* **What this task involves**
Reproduce word for word the lines of the records below, starting at the line containing "Can you see the clock" and ending at the line containing "[[773, 283]]", with both of those lines included.

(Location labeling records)
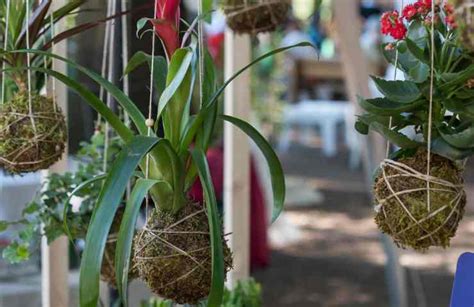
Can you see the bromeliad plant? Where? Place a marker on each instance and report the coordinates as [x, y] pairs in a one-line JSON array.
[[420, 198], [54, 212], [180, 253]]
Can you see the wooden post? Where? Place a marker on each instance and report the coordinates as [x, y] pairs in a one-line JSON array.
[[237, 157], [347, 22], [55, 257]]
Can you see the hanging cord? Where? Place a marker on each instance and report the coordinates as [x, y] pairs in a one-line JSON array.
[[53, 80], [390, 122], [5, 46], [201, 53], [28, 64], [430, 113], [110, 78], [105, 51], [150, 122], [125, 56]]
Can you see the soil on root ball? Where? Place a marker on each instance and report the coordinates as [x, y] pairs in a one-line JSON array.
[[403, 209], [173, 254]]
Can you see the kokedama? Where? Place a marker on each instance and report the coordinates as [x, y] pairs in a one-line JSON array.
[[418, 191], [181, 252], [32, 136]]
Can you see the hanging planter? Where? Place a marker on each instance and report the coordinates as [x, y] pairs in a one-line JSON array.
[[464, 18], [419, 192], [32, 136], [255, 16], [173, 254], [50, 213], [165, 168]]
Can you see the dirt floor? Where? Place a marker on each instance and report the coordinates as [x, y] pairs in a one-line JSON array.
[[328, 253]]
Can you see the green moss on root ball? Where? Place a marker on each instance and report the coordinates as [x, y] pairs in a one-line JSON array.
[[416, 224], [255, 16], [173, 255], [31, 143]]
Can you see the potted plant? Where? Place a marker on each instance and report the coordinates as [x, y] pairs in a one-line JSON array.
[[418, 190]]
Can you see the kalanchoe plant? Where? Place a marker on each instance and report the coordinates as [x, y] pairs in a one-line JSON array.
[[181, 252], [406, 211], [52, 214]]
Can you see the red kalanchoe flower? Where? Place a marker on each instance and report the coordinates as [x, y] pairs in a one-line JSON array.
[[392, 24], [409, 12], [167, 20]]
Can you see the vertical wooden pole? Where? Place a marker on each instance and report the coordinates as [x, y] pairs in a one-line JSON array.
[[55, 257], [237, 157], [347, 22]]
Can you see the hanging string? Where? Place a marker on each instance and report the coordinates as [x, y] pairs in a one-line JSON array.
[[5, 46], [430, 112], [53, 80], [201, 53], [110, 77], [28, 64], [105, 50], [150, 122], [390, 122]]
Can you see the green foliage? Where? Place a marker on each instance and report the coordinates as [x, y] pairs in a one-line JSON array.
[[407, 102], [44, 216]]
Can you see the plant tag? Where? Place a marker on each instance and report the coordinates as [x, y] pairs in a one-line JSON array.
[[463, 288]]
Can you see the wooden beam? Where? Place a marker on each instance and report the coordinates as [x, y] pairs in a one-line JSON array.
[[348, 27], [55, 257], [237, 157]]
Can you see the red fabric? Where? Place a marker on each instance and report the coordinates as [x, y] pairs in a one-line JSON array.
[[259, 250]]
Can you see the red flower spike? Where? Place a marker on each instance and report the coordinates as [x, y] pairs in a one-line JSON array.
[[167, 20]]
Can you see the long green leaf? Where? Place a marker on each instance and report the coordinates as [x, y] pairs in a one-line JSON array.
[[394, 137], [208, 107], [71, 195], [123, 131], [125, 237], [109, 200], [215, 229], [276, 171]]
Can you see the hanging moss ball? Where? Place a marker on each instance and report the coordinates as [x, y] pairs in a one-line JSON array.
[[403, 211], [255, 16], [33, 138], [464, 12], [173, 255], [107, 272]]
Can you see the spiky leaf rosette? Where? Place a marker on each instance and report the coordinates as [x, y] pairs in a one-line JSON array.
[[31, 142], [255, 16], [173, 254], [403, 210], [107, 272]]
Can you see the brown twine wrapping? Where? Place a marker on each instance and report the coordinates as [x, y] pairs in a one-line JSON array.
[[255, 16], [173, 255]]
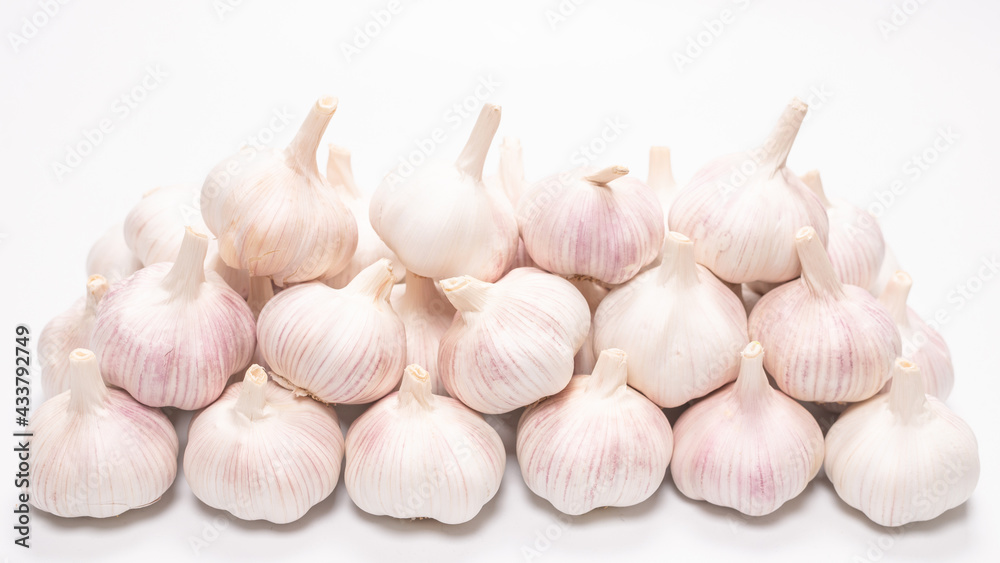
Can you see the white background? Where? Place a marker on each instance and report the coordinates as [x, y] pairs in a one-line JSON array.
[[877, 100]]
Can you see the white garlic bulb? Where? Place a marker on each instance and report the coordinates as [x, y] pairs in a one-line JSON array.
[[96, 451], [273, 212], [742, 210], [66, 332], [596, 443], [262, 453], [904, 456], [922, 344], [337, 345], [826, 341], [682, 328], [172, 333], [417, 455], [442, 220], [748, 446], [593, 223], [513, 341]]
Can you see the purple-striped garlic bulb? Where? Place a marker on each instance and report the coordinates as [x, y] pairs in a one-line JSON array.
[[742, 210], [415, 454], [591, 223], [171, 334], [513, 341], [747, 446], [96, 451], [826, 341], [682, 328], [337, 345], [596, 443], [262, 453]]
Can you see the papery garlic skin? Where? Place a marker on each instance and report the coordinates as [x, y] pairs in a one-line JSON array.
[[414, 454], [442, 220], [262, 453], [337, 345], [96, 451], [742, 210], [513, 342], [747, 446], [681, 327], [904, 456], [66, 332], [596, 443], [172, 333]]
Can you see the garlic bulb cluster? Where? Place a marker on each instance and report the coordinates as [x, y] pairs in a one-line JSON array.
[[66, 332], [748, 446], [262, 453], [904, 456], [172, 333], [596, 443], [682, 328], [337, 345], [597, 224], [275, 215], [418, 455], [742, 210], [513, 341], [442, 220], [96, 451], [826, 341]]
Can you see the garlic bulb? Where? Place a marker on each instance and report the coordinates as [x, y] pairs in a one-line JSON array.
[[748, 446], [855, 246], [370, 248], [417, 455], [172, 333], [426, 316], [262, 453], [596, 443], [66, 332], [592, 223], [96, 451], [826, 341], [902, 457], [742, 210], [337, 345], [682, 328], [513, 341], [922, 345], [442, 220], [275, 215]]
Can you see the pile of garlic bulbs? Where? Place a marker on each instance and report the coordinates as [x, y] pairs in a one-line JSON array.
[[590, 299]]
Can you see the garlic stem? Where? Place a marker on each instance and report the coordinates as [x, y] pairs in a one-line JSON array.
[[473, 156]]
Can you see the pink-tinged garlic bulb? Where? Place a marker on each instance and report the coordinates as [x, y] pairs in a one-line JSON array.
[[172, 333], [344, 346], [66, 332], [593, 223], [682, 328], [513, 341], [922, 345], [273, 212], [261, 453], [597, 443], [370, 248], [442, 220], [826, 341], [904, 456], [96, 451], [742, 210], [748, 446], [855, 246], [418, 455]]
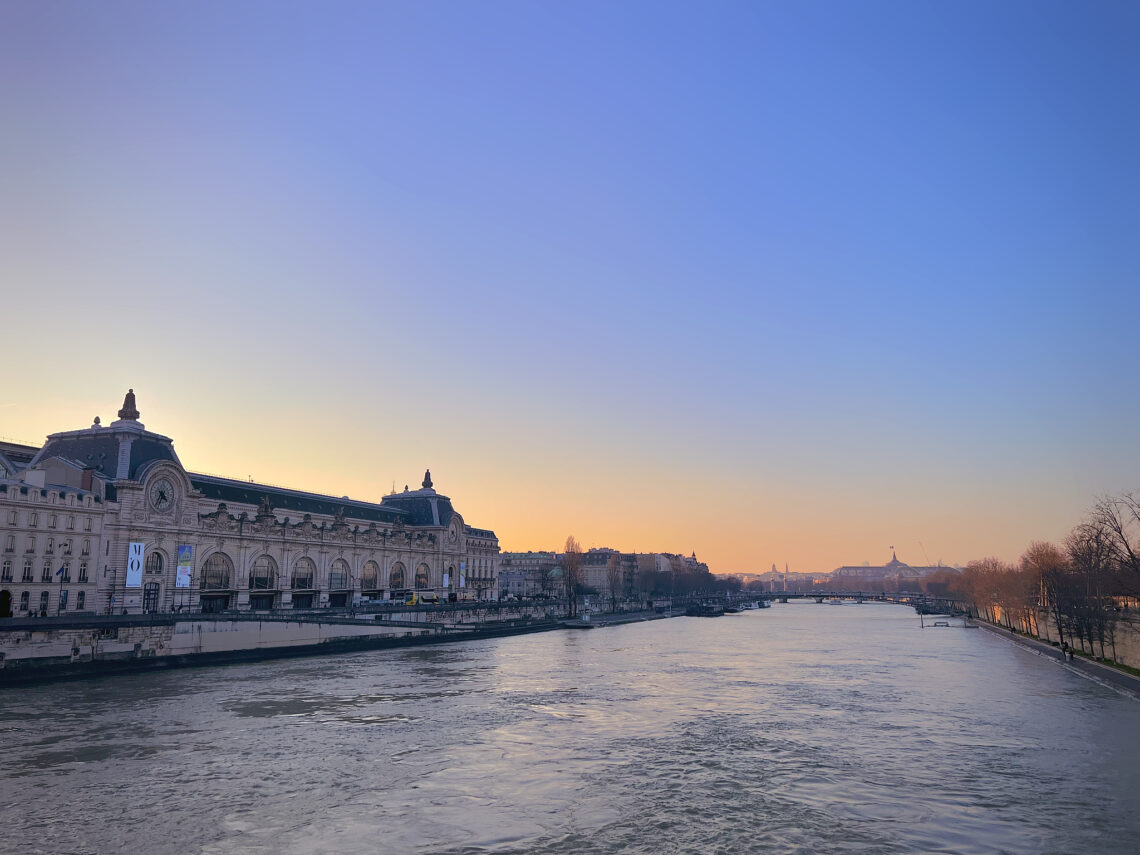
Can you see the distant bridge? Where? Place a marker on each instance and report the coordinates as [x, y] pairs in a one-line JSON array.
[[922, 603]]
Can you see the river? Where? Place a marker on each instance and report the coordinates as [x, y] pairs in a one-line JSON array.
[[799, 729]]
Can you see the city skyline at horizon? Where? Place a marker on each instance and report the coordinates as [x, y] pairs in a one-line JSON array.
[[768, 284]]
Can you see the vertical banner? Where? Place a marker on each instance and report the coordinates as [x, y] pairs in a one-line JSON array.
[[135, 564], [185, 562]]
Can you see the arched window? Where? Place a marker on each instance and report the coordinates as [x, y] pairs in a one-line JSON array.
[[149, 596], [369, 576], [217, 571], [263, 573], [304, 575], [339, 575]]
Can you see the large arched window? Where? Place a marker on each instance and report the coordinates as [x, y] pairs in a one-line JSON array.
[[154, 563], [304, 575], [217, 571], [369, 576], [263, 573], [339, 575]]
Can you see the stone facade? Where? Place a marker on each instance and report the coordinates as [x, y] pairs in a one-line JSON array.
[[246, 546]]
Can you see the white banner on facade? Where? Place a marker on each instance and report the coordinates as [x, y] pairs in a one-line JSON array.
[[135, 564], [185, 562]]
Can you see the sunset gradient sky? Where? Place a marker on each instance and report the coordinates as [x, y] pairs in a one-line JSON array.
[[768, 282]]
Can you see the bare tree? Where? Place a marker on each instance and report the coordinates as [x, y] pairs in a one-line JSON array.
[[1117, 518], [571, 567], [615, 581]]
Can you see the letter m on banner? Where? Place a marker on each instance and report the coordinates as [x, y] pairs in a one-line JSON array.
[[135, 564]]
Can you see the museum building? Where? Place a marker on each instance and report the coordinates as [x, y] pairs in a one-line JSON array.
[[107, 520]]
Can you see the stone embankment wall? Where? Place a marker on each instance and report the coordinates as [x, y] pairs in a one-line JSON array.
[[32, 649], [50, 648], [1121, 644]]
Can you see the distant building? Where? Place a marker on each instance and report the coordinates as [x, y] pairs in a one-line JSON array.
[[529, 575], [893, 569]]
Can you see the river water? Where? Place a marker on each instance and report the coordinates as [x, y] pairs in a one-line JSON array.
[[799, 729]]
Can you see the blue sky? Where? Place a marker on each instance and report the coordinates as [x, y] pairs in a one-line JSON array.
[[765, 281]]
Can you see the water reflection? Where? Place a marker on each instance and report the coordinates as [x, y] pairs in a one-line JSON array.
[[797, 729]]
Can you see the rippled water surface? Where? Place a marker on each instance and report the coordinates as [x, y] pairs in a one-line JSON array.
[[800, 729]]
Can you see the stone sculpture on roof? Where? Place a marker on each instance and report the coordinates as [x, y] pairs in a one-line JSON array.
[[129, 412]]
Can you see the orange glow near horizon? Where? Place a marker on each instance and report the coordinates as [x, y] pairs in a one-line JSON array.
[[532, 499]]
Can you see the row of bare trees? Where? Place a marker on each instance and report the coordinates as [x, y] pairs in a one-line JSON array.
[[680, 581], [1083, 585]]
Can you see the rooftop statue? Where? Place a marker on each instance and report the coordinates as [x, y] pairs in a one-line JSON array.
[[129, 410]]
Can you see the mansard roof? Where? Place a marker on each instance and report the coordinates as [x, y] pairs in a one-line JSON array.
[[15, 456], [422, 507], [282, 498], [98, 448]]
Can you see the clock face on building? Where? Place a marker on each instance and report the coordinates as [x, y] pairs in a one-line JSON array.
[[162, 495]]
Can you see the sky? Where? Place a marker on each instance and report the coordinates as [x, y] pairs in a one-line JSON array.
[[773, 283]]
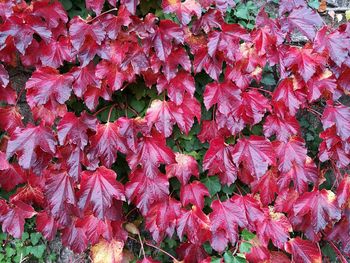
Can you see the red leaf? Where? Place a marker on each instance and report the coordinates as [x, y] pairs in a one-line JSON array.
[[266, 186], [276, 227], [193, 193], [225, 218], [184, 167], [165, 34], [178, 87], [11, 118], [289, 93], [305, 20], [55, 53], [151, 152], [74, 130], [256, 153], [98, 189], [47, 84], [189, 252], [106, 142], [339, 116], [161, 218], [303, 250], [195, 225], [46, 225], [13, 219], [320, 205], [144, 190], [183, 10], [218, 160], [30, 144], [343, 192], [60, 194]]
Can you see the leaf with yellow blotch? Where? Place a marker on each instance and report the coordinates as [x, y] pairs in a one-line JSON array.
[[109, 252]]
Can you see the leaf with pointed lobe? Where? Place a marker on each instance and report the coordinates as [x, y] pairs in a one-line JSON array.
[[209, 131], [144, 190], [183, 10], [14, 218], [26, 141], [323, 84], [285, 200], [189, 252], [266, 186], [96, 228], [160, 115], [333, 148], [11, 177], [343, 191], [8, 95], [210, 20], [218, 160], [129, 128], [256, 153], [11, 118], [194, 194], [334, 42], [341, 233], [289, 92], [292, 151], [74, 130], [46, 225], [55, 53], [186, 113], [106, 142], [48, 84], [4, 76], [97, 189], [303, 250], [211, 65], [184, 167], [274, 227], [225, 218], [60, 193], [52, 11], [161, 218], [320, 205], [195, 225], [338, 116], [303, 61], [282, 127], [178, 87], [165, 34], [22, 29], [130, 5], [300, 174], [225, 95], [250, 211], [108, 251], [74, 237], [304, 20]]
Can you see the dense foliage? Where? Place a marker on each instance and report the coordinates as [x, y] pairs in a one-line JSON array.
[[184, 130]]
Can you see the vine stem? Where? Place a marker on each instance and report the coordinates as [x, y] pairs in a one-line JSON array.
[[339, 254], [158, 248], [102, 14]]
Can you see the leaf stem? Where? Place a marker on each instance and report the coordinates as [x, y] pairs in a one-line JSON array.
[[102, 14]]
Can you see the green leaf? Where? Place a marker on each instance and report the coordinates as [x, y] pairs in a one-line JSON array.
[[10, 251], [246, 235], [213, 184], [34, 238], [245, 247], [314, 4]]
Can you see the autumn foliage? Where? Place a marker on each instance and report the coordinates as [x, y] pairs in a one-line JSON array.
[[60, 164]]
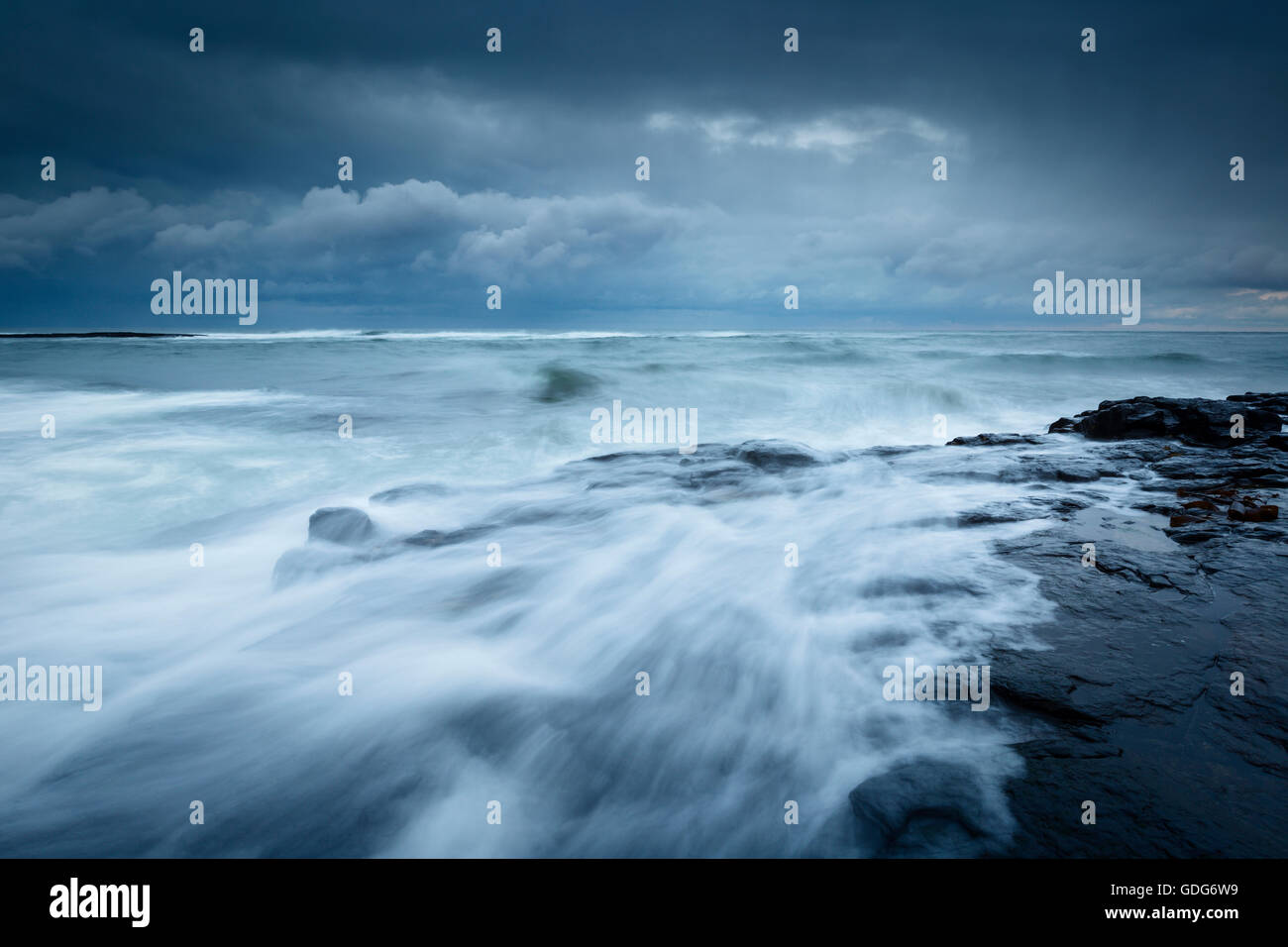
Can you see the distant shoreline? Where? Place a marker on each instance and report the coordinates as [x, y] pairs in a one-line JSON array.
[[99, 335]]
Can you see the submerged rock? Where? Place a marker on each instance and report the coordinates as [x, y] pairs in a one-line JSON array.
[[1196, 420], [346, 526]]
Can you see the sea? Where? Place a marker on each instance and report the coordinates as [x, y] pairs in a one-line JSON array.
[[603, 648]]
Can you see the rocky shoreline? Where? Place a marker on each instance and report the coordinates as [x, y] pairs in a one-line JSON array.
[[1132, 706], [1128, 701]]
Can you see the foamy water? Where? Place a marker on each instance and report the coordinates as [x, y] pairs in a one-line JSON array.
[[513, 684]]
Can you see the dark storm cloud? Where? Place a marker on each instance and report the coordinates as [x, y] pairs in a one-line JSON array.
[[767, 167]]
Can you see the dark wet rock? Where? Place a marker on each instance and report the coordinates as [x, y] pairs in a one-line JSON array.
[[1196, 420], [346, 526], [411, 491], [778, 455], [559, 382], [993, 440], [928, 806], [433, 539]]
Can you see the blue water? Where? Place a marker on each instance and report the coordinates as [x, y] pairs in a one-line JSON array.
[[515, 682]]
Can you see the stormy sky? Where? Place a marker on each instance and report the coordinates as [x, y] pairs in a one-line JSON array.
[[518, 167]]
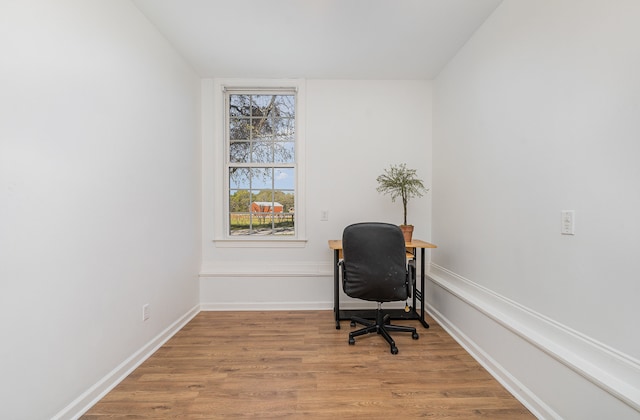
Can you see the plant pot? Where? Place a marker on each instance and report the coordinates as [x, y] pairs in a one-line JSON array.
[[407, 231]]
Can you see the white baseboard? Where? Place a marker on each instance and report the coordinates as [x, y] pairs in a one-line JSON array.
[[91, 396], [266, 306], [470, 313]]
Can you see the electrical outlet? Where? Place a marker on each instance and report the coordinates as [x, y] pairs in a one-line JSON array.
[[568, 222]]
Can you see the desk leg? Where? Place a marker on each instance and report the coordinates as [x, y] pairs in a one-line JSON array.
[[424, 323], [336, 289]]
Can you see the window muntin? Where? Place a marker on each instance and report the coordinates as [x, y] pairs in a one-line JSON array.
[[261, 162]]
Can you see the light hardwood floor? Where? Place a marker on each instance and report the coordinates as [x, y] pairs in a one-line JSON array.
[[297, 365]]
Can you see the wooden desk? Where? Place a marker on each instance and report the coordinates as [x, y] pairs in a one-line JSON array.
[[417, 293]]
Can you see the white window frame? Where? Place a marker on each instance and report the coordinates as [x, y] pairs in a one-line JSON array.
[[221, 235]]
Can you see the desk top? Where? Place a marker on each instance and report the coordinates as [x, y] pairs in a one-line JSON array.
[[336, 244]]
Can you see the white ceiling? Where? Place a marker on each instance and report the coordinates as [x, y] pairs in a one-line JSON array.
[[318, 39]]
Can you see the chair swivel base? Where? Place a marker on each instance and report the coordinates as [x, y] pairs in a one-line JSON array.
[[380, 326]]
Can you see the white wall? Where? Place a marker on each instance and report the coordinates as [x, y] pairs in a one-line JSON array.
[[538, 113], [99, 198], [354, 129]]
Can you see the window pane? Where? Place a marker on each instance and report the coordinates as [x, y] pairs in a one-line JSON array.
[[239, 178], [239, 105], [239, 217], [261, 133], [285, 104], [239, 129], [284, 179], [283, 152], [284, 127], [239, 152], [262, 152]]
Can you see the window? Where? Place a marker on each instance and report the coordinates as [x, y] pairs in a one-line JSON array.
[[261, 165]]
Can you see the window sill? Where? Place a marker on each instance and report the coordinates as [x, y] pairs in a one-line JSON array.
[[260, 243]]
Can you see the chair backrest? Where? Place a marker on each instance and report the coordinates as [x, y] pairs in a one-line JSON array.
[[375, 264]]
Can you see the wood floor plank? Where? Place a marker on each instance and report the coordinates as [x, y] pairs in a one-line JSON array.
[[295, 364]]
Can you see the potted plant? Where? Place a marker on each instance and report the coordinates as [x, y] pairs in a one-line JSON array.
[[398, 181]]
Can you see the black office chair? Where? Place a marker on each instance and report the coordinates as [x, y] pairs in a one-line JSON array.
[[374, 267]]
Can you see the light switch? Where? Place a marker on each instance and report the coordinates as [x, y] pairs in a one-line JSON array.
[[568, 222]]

* **The result**
Can you see the clock face on building? Where? Place a marker on each instance and report the coordinates as [x, y] pairs in a one-line JSON array.
[[162, 495]]
Can you see the sky? Where? Place a marker on each instance and report the coordinates as [x, y] pairs in a one-line JSON array.
[[773, 283]]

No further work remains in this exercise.